(Dati raccolti)
=======
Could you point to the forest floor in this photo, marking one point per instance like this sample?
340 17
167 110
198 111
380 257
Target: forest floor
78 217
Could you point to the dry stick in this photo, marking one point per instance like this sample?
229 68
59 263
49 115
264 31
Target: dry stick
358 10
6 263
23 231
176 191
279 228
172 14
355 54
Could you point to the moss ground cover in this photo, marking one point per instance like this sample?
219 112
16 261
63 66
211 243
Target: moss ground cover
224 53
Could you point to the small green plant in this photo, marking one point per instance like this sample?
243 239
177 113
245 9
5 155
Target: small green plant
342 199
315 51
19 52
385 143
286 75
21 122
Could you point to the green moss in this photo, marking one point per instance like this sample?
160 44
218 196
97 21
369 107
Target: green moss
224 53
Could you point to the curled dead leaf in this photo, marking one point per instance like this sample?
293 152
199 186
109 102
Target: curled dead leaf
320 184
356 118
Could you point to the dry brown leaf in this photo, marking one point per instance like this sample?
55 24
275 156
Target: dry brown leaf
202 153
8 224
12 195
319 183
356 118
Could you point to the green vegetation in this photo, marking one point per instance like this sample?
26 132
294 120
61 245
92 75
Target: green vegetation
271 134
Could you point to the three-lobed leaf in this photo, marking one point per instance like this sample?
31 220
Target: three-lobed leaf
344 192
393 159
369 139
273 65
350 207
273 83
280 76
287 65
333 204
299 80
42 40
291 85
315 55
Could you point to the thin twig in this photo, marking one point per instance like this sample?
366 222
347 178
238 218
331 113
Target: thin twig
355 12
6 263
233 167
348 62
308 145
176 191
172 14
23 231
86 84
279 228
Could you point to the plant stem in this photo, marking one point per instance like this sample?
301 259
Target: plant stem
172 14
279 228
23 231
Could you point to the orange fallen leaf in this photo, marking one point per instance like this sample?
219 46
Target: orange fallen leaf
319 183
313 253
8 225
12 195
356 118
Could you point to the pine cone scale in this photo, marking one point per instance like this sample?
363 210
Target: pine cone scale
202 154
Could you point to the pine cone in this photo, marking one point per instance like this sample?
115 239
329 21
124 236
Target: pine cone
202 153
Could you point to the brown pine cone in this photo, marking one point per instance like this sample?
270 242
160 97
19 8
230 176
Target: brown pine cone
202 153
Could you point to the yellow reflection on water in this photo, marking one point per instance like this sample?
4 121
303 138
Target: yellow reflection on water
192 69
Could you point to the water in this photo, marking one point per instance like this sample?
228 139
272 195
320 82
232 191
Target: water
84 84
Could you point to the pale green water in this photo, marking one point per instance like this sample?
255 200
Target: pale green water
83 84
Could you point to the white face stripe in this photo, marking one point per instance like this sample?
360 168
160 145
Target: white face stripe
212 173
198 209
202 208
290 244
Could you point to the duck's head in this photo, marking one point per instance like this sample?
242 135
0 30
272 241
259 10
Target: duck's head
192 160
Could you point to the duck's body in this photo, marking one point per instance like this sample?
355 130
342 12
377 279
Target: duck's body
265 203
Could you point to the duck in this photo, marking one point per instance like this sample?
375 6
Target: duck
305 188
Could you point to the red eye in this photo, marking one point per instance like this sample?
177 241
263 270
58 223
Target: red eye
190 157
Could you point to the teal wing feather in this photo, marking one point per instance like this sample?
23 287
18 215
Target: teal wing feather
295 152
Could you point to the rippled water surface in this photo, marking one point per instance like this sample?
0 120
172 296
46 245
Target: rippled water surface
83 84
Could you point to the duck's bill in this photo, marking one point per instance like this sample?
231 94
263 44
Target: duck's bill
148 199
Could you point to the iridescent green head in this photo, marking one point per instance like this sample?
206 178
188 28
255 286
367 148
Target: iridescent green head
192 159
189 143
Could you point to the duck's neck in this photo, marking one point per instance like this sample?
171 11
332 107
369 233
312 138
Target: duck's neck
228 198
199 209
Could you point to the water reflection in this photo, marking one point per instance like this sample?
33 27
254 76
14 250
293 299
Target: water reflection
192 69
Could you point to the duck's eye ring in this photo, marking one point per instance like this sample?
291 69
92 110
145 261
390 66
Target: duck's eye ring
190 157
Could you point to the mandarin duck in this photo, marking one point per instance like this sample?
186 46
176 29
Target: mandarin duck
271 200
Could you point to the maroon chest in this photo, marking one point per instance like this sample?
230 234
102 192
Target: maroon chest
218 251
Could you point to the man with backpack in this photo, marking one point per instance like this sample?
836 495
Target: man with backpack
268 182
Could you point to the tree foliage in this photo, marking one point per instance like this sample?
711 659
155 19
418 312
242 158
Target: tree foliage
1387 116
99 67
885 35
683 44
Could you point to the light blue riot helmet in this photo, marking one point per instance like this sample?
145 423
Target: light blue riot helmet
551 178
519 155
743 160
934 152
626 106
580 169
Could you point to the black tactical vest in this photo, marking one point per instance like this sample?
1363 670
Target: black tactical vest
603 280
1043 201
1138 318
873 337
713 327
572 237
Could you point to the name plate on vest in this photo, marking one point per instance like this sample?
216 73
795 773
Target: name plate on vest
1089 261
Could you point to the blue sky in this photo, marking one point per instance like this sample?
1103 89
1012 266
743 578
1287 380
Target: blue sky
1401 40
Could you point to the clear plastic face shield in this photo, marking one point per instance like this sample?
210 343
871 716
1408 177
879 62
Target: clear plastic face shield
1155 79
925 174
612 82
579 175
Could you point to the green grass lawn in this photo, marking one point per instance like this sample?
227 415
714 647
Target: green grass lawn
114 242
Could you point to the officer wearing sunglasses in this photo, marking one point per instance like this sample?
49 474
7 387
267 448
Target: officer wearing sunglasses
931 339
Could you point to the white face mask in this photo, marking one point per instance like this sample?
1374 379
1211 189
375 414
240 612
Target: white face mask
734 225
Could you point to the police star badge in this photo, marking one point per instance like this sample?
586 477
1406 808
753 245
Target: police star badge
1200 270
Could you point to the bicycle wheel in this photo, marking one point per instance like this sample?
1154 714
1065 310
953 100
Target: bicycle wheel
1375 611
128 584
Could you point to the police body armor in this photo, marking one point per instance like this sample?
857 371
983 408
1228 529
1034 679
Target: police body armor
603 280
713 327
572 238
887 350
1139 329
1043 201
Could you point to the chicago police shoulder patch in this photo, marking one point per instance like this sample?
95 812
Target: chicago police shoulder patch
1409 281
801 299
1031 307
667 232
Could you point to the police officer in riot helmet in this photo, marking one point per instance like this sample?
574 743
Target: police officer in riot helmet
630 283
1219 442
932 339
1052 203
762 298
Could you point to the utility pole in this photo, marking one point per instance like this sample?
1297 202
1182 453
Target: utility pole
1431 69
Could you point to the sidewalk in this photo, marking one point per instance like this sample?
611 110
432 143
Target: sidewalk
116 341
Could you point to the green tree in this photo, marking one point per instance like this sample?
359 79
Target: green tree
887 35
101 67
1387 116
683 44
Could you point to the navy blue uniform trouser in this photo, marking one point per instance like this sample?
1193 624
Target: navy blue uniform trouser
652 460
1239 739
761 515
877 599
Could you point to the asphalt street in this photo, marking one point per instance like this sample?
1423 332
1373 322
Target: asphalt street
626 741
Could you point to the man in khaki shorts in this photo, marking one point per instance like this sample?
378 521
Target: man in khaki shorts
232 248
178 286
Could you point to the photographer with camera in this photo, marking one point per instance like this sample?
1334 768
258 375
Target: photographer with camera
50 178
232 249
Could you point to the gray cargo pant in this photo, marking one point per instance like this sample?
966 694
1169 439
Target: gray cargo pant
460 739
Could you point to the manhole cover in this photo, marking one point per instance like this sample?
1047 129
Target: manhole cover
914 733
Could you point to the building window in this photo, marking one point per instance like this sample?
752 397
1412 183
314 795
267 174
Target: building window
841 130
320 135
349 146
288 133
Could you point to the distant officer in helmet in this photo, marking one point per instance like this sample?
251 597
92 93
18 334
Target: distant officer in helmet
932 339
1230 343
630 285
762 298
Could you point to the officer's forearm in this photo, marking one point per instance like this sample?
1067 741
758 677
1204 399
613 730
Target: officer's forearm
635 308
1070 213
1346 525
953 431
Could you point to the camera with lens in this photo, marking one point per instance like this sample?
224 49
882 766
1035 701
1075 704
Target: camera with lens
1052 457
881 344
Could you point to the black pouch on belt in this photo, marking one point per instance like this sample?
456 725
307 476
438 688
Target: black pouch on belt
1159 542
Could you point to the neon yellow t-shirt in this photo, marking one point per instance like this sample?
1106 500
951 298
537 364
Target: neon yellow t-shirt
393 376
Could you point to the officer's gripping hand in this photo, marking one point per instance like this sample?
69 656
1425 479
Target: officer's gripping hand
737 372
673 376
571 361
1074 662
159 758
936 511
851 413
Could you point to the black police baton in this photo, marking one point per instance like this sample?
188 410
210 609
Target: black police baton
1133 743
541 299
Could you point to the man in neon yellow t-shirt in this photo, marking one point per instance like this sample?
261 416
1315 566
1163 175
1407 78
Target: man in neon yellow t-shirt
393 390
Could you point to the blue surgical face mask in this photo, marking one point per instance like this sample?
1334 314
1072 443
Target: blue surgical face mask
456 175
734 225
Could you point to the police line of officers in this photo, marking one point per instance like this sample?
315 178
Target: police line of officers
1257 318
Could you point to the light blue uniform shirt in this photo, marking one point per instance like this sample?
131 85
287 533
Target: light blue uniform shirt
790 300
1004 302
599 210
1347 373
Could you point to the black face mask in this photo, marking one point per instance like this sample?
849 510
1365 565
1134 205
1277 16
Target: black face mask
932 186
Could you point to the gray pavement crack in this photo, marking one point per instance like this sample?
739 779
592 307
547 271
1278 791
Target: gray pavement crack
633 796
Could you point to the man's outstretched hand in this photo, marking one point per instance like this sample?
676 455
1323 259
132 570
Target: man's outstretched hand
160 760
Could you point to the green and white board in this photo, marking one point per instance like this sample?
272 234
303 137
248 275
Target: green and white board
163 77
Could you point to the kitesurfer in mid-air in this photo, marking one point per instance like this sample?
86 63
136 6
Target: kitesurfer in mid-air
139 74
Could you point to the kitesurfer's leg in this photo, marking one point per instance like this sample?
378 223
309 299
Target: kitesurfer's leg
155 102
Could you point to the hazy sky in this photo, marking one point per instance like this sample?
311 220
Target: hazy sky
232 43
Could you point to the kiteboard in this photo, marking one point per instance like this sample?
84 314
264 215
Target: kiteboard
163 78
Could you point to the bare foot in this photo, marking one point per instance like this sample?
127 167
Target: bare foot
=======
- Compito breve: Puoi ricopiare tali e quali le righe dell'elenco qui sopra, dalla riga che contiene "Could you point to the bare" fino alla fine dell'elenco, estremi inclusi?

- Risultato dell'esercizio:
Could you point to the bare foot in this photo, marking one point per instance like this sample?
127 167
Target: bare foot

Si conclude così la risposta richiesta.